WHAT NEEDS TO BE DONE: Reproduce the passage of the pyBLoCXS notes below, starting at "The code is" and ending at "type *import pyblocxs*.".

TEXT EXCERPT:
September 15, 2010 pyblocxs-0.0.3.tar.gz_

.. _pyblocxs-0.0.3.tar.gz: http://hea-www.harvard.edu/AstroStat/pyBLoCXS/pyblocxs-0.0.3.tar.gz

Dependencies
============

pyBLoCXS requires

:Sherpa 4.2.1 or later [sherpa]_: A 1D/2D modeling and fitting application written
as a set of Python modules.

.. [sherpa] http://cxc.harvard.edu/contrib/sherpa

Documentation
=============

The code is developed as Chandra contributed software.

Setup Instructions
------------------

To run it within *CIAO/Sherpa*, *cd* to *.../pyblocxs-0.0.3*, start *Sherpa*,
and type *import pyblocxs*.

Or

To run it directly in Python, *cd* to *.../pyblocxs-0.0.3*, and
and then type::

python setup.py install --prefix=
setenv PYTHONPATH ${PYTHONPATH}:/lib/python2.6/site-packages
python

and then from the Python prompt::

from pyblocxs import *

Alternatively, the tarball can be downloaded and unpacked to a location
*/path/to/pyblocxs*. Python scripts should include the following lines before
calling pyBLoCXS functions::

import sys
sys.path.append('/path/to/pyblocxs/pyblocxs-0.0.3')
import pyblocxs

Usage
-----

The primary way to run pyBLoCXS within *Sherpa* is to call the function
*pyblocxs.get_draws()*

First read in the spectrum::

load_pha("pha.fits")

STORED ROWS:
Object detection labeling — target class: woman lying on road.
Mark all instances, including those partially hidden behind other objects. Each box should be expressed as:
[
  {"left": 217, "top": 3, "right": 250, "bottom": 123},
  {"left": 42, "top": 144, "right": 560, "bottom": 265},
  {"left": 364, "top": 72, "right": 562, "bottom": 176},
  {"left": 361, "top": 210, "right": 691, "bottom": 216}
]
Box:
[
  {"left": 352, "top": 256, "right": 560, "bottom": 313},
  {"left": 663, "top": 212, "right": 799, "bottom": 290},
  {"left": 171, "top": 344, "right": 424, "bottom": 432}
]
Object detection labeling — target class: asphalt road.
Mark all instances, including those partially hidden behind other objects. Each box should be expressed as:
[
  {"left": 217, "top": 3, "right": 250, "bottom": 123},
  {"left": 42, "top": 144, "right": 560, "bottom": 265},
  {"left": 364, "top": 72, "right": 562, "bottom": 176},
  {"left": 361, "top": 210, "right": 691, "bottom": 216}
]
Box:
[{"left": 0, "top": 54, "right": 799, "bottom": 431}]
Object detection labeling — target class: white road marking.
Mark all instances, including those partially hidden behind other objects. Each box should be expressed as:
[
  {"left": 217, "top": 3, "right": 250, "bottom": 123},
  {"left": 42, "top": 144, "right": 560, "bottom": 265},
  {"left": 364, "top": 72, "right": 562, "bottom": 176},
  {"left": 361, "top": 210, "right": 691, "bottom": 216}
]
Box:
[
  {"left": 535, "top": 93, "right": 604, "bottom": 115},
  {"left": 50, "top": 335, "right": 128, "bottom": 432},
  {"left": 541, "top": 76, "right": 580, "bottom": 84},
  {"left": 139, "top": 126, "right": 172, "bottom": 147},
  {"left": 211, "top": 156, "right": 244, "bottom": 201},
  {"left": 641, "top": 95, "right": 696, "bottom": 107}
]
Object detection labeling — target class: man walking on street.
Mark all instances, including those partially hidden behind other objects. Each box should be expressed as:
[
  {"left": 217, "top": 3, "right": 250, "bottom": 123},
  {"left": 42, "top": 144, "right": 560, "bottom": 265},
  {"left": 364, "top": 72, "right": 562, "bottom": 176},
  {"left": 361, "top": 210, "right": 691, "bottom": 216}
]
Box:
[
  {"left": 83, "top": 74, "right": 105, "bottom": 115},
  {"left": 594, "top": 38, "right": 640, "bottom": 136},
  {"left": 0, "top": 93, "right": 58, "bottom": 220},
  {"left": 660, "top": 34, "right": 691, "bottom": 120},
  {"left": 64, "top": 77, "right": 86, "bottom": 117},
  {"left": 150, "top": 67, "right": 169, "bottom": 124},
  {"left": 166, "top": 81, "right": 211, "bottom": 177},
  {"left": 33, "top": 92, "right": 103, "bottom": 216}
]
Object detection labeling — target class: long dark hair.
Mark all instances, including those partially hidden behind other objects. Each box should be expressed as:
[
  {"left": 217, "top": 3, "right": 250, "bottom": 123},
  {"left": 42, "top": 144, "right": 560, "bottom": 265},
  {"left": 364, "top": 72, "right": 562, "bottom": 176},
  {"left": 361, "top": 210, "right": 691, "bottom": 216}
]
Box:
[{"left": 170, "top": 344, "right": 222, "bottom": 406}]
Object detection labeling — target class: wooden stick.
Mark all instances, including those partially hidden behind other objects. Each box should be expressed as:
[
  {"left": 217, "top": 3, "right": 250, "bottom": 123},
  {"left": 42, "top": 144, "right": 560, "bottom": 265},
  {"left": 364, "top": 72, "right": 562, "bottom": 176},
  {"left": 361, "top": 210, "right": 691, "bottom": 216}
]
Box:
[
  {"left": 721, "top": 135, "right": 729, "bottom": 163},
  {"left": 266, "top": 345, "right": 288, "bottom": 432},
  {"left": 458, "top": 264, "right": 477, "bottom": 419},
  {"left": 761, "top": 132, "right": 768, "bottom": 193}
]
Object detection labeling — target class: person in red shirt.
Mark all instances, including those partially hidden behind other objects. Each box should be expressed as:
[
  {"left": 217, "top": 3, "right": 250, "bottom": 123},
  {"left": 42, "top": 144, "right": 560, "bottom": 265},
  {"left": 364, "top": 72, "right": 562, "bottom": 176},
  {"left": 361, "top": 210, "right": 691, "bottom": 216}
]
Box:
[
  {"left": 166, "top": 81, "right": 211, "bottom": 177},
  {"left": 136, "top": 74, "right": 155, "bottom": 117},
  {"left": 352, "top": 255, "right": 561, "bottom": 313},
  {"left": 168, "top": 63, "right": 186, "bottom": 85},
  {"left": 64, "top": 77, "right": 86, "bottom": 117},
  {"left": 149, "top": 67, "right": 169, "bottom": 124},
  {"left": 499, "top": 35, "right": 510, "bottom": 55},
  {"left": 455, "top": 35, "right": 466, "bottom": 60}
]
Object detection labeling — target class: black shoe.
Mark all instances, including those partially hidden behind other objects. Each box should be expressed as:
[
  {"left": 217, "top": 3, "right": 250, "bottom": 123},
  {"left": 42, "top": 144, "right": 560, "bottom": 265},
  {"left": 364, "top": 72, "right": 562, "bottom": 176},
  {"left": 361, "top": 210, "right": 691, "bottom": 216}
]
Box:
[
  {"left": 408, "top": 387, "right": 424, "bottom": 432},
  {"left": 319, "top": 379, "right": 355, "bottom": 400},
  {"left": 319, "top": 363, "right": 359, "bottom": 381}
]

RESULT FOR THIS TASK:
The code is developed as Chandra contributed software.

Setup Instructions
------------------

To run it within *CIAO/Sherpa*, *cd* to *.../pyblocxs-0.0.3*, start *Sherpa*,
and type *import pyblocxs*.